● ACTIVITY
Your answer must be an exact copy of the data, without any pictures.

^^^^

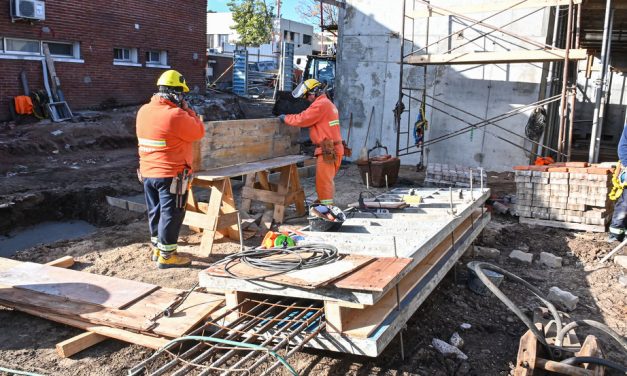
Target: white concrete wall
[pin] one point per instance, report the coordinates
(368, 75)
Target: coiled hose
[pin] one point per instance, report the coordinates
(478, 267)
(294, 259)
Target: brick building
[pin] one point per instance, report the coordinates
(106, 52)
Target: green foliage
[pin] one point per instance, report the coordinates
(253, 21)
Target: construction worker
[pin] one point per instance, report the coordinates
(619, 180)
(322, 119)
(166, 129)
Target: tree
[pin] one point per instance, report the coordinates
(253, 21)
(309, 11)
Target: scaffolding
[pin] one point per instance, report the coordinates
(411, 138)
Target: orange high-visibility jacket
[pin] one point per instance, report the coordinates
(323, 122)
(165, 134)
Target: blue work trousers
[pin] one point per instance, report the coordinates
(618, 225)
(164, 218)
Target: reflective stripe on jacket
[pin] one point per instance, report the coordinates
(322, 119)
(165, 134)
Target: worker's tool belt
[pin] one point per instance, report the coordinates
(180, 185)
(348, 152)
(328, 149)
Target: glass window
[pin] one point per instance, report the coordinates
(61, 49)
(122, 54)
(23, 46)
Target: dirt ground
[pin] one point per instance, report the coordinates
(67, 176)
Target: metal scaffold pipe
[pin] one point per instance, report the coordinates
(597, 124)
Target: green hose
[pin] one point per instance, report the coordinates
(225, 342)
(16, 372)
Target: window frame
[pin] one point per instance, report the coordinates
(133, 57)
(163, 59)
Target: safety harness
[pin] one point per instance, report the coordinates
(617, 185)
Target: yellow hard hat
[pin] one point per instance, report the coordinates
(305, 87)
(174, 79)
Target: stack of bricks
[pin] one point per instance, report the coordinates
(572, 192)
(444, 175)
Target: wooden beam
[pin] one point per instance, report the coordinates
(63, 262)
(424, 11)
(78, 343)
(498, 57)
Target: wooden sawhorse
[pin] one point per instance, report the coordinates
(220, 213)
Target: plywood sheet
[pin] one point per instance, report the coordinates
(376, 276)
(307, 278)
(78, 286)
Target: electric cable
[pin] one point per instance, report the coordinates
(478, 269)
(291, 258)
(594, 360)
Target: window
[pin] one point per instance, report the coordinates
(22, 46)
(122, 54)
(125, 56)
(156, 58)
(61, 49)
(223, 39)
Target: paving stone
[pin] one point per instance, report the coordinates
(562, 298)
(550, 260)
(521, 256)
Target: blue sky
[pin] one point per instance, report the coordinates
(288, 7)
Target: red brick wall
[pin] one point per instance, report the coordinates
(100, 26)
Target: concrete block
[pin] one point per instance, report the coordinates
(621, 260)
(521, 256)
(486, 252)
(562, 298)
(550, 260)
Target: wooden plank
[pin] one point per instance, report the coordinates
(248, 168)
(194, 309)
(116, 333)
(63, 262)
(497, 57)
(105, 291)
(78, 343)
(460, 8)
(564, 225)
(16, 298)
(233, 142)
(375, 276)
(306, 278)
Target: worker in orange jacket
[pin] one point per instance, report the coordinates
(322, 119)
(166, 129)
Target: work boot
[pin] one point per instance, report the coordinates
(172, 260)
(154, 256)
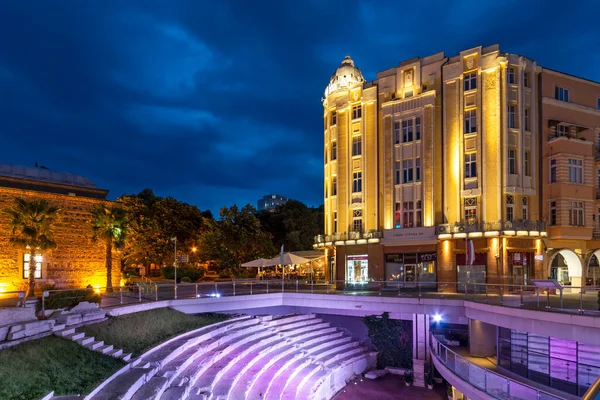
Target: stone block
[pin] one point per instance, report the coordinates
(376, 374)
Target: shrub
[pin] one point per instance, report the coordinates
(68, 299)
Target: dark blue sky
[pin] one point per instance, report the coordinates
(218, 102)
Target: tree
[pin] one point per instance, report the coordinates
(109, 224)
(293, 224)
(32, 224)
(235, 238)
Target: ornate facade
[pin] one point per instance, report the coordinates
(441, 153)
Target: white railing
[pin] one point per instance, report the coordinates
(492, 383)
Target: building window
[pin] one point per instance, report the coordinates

^^^^

● RESULT FOR THIS TASK
Target: white concrete wall
[pin] one point per instance, report the coordinates
(368, 75)
Target: coiled hose
[pin] one point per instance, report the coordinates
(478, 267)
(294, 259)
Target: brick building
[pin] one point per instance, report the coordinates
(106, 52)
Target: green foliage
[pin] one point per instance, report the coordinates
(253, 21)
Target: construction worker
[pin] one point per instance, report the coordinates
(619, 180)
(322, 119)
(166, 129)
Target: tree
[pin] one point per instance, report the coordinates
(253, 21)
(309, 11)
Target: scaffolding
[pin] one point per instance, report the coordinates
(411, 138)
Target: orange high-visibility jacket
[pin] one point per instance, report the coordinates
(323, 122)
(165, 134)
Target: blue work trousers
[pin] one point per instance, report the coordinates
(618, 225)
(164, 218)
Target: reflective stripe on jacket
[pin] one point per instance, report the coordinates
(322, 119)
(165, 134)
Target: worker's tool belt
[pin] one point per instance, report the coordinates
(180, 185)
(348, 152)
(328, 149)
Target: glass window
[pin] one point per instance, report the coordinates
(61, 49)
(122, 54)
(23, 46)
Target: dirt ground
[pin] one point per instance, report the coordinates
(67, 176)
Target: metal scaffold pipe
[pin] one point per instance, report the coordinates
(597, 124)
Target: green hose
[pin] one point per instance, report the coordinates
(225, 342)
(16, 372)
Target: window frame
[pin] one point per instance, report the coordinates
(133, 57)
(163, 59)
Target: safety harness
[pin] one point per instance, report the coordinates
(617, 185)
Target: yellow hard hat
[pin] one point per instance, report the coordinates
(305, 87)
(174, 79)
Target: stack of bricks
[pin] one point per instance, report the coordinates
(572, 192)
(444, 175)
Target: wooden beam
[pin] one point per instance, report the coordinates
(63, 262)
(424, 11)
(78, 343)
(498, 57)
Target: wooden sawhorse
[pin] one point per instance, report the coordinates
(220, 213)
Target: plywood sheet
[pin] one point per instance, report the coordinates
(376, 276)
(307, 278)
(78, 286)
Target: electric cable
[pin] one point per instance, report the coordinates
(478, 269)
(291, 258)
(594, 360)
Target: window
[pin] one point per instance, report the coordinates
(22, 46)
(122, 54)
(125, 56)
(156, 58)
(61, 49)
(223, 39)
Target: paving stone
[pin] one point per instance, report the coordinates
(562, 298)
(550, 260)
(521, 256)
Target: blue sky
[pin] one point per instance, report the coordinates
(288, 7)
Target: red brick wall
[pin] one point per instance, report the coordinates
(100, 26)
Target: concrete block
[pin] one point per instance, report the coordinates
(621, 260)
(521, 256)
(486, 252)
(562, 298)
(550, 260)
Target: wooden plank
[pin] one point per instance, report the coordinates
(248, 168)
(194, 309)
(116, 333)
(63, 262)
(497, 57)
(105, 291)
(78, 343)
(460, 8)
(564, 225)
(16, 298)
(233, 142)
(375, 276)
(306, 278)
Target: worker in orange jacket
[pin] one point per instance, report the coordinates
(322, 119)
(166, 129)
Target: work boot
[pin] one point per instance, report the coordinates
(172, 260)
(154, 256)
Target: stone block
[pin] one point per instance, report the coordinates
(376, 374)
Target: shrub
[pin] one point per instance, report the coordinates
(68, 299)
Target: dark blue sky
[pin] one point per instance, report the coordinates
(218, 102)
Target: tree
[pin] one point per instance, report the coordinates
(109, 224)
(293, 224)
(32, 224)
(235, 238)
Target: ornate facade
[pin] one point per instance, report the coordinates
(441, 153)
Target: white railing
[pin] one point per instance, report the coordinates
(492, 383)
Target: building window
[pin] one point per instance, report the coordinates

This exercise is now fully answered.